Line by line, copy the data below exactly.
►
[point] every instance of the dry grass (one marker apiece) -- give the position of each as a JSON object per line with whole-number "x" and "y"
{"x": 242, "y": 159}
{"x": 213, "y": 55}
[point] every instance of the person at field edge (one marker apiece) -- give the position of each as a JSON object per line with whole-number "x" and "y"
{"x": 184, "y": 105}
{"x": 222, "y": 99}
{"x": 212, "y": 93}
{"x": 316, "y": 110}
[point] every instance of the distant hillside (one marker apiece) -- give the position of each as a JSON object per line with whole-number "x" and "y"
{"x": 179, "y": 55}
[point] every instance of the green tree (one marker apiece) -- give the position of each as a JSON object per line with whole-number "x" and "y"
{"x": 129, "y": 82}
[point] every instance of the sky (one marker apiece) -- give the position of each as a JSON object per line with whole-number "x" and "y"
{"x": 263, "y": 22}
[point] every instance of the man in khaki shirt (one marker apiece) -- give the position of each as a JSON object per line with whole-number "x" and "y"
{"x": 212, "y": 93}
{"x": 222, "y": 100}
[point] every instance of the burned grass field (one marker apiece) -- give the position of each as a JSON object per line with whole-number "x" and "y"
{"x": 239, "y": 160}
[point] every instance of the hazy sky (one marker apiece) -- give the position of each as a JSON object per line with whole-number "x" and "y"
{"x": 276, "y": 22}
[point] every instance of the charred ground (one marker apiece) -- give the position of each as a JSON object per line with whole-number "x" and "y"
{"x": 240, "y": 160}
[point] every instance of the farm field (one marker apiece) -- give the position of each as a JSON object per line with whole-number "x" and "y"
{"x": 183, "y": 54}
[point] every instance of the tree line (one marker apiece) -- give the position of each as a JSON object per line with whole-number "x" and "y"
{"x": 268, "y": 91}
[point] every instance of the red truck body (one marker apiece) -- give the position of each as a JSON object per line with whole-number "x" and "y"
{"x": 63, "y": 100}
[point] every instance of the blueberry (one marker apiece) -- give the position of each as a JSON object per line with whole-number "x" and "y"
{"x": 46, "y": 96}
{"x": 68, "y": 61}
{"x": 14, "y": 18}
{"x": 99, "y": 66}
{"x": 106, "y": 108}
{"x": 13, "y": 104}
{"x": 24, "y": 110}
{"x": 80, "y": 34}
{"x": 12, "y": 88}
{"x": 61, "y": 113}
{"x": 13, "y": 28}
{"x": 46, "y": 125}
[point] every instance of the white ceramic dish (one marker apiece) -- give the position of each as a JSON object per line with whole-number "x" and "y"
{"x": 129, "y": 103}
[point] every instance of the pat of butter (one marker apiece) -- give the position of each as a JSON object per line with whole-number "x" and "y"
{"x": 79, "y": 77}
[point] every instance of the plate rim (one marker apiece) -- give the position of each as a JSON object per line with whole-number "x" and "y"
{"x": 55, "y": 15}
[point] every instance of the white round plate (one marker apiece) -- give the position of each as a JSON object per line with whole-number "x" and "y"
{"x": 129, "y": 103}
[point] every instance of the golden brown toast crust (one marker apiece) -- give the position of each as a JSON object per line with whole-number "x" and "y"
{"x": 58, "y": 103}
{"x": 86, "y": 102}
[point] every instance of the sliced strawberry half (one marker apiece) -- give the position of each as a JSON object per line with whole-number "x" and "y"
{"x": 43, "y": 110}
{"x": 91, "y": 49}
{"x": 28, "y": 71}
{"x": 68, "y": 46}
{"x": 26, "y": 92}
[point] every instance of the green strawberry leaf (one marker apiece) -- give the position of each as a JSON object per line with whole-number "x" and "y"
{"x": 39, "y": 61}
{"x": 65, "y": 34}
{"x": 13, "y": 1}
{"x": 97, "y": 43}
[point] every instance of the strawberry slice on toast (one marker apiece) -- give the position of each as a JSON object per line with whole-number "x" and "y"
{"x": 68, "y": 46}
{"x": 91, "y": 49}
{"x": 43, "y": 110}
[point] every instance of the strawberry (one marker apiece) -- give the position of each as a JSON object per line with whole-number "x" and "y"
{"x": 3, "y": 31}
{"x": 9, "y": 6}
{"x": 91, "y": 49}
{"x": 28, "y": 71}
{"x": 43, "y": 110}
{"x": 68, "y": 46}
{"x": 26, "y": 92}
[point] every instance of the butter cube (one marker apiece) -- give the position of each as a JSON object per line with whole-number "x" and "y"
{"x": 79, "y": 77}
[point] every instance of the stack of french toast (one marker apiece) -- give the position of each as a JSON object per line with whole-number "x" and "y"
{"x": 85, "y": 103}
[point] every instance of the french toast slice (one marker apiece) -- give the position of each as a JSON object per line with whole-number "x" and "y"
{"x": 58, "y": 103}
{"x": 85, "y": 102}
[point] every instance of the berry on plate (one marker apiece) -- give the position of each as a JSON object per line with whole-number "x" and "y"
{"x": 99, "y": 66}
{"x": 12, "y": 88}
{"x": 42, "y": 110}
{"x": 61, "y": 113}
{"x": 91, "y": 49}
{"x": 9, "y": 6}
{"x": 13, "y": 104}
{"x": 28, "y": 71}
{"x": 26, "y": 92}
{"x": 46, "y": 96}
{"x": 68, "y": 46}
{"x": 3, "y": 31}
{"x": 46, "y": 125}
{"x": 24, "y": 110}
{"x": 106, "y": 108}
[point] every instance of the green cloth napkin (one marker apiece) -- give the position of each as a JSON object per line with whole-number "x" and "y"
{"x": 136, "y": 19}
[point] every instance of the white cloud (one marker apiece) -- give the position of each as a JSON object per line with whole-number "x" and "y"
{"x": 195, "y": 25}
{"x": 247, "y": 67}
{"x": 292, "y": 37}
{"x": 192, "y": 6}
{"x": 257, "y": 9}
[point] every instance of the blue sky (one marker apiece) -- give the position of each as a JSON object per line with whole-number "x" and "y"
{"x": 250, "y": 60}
◄
-- Task answer --
[point] every instance of the dry grass (one marker apiece) -- give the position of each as a JSON object per line with whole-number "x" and "y"
{"x": 242, "y": 159}
{"x": 213, "y": 55}
[point] every instance of the person at field edge (one marker apiece) -- give the position of each as a JSON object per line with whole-number "x" and "y"
{"x": 184, "y": 105}
{"x": 222, "y": 99}
{"x": 212, "y": 93}
{"x": 316, "y": 110}
[point] every instance of the distant hillside (one marker apiece) -- give the position of each as a JSON object per line with whole-number "x" and "y"
{"x": 179, "y": 55}
[point] every instance of the green tree (one marker apiece) -- give the position of each as a JSON object per line with whole-number "x" and "y"
{"x": 129, "y": 82}
[point] every instance of the sky (one marker apiece) -- give the position of each as a JSON object per line with whole-number "x" and "y"
{"x": 263, "y": 22}
[point] every instance of the man in khaki shirt (one marker apiece) -- give the position of each as a JSON object per line with whole-number "x" and "y"
{"x": 212, "y": 93}
{"x": 222, "y": 100}
[point] every instance of the burned grass field (one marker apiece) -- give the position of each as a JSON object per line with whole-number "x" and "y"
{"x": 239, "y": 160}
[point] every instance of the hazy sky (one marker apiece) -- give the position of each as a JSON object per line with whole-number "x" and "y"
{"x": 276, "y": 22}
[point] every instance of the charred ground (one marker apiece) -- give the position of each as a JSON object per line with whole-number "x" and "y"
{"x": 240, "y": 160}
[point] every instance of the farm field (one marker apiece) -- give the position of each as a JSON object per line with whole-number "x" and "y"
{"x": 183, "y": 54}
[point] every instance of the tree line (one marker apiece) -- give the position of each as a JSON object per line with whole-number "x" and "y"
{"x": 268, "y": 91}
[point] every instance of the red truck body (one marker apiece) -- give the position of each as a JSON object per line with whole-number "x" and "y"
{"x": 63, "y": 100}
[point] every instance of the blueberry (one marker apiece) -- give the position of each as a JSON object per line with whole-number "x" and "y"
{"x": 46, "y": 96}
{"x": 68, "y": 61}
{"x": 14, "y": 18}
{"x": 99, "y": 66}
{"x": 106, "y": 108}
{"x": 13, "y": 104}
{"x": 24, "y": 110}
{"x": 80, "y": 34}
{"x": 12, "y": 88}
{"x": 61, "y": 113}
{"x": 13, "y": 28}
{"x": 46, "y": 125}
[point] every instance of the white ceramic dish (one marker apiece) -- give the position of each as a JSON object per line with whole-number "x" and "y"
{"x": 129, "y": 103}
[point] every instance of the pat of butter (one marker apiece) -- give the position of each as a JSON object per line with whole-number "x" and "y"
{"x": 79, "y": 77}
[point] every instance of the plate rim (one marker apiece) -- give the position of each as a JSON object per line with whole-number "x" and "y"
{"x": 55, "y": 15}
[point] every instance of the white round plate (one marker apiece) -- give the position of each as a JSON object per line with whole-number "x" and "y"
{"x": 129, "y": 103}
[point] every instance of the golden brown toast crust (one marker apiece) -- give the position of each as a JSON object per line with whole-number "x" and "y"
{"x": 58, "y": 103}
{"x": 86, "y": 102}
[point] every instance of the sliced strawberry half (one marker apiece) -- give the position of each as a JSON object per line with whole-number "x" and "y"
{"x": 43, "y": 110}
{"x": 91, "y": 49}
{"x": 28, "y": 71}
{"x": 68, "y": 46}
{"x": 26, "y": 92}
[point] every instance of the green strawberry leaf (one marker apiece) -- give the position of each as a JSON object per line with whole-number "x" and "y"
{"x": 39, "y": 61}
{"x": 65, "y": 34}
{"x": 13, "y": 1}
{"x": 97, "y": 43}
[point] every instance of the strawberry slice on toast (one marker apiece) -- give the position of each as a JSON object per line with whole-number "x" and "y"
{"x": 68, "y": 46}
{"x": 91, "y": 49}
{"x": 43, "y": 110}
[point] every instance of the strawberry (one marker apiece) -- give the position of each as a JSON object per line with whole-number "x" and "y"
{"x": 3, "y": 31}
{"x": 9, "y": 6}
{"x": 91, "y": 49}
{"x": 28, "y": 71}
{"x": 43, "y": 110}
{"x": 68, "y": 46}
{"x": 26, "y": 92}
[point] every instance of the butter cube (one marker apiece) -- give the position of each as a JSON object per line with whole-number "x" and "y"
{"x": 79, "y": 77}
[point] every instance of the stack of french toast (one marker apiece) -- give the position of each as a JSON object per line with whole-number "x" and "y"
{"x": 85, "y": 103}
[point] every instance of the french toast slice (one marker apiece) -- give the position of each as a JSON object per line with whole-number "x" and "y"
{"x": 58, "y": 103}
{"x": 85, "y": 102}
[point] every instance of the berry on plate (one marker apiece) -- give the position of each as a JSON object per line with whole-number "x" and "y"
{"x": 99, "y": 66}
{"x": 12, "y": 88}
{"x": 42, "y": 110}
{"x": 61, "y": 113}
{"x": 91, "y": 49}
{"x": 9, "y": 6}
{"x": 13, "y": 104}
{"x": 28, "y": 71}
{"x": 26, "y": 92}
{"x": 46, "y": 96}
{"x": 68, "y": 46}
{"x": 3, "y": 31}
{"x": 46, "y": 125}
{"x": 24, "y": 110}
{"x": 106, "y": 108}
[point] every instance of the green cloth napkin (one marker apiece) -- give the position of each as a JSON object per line with whole-number "x" and "y"
{"x": 136, "y": 19}
[point] every instance of the white cloud (one marker apiece) -- give the position of each as a JSON object per line with whole-number "x" and "y"
{"x": 195, "y": 25}
{"x": 247, "y": 67}
{"x": 292, "y": 37}
{"x": 192, "y": 6}
{"x": 257, "y": 9}
[point] every instance of the blue sky (one marker apiece) -- give the position of each as a JSON object per line with whole-number "x" and "y"
{"x": 250, "y": 60}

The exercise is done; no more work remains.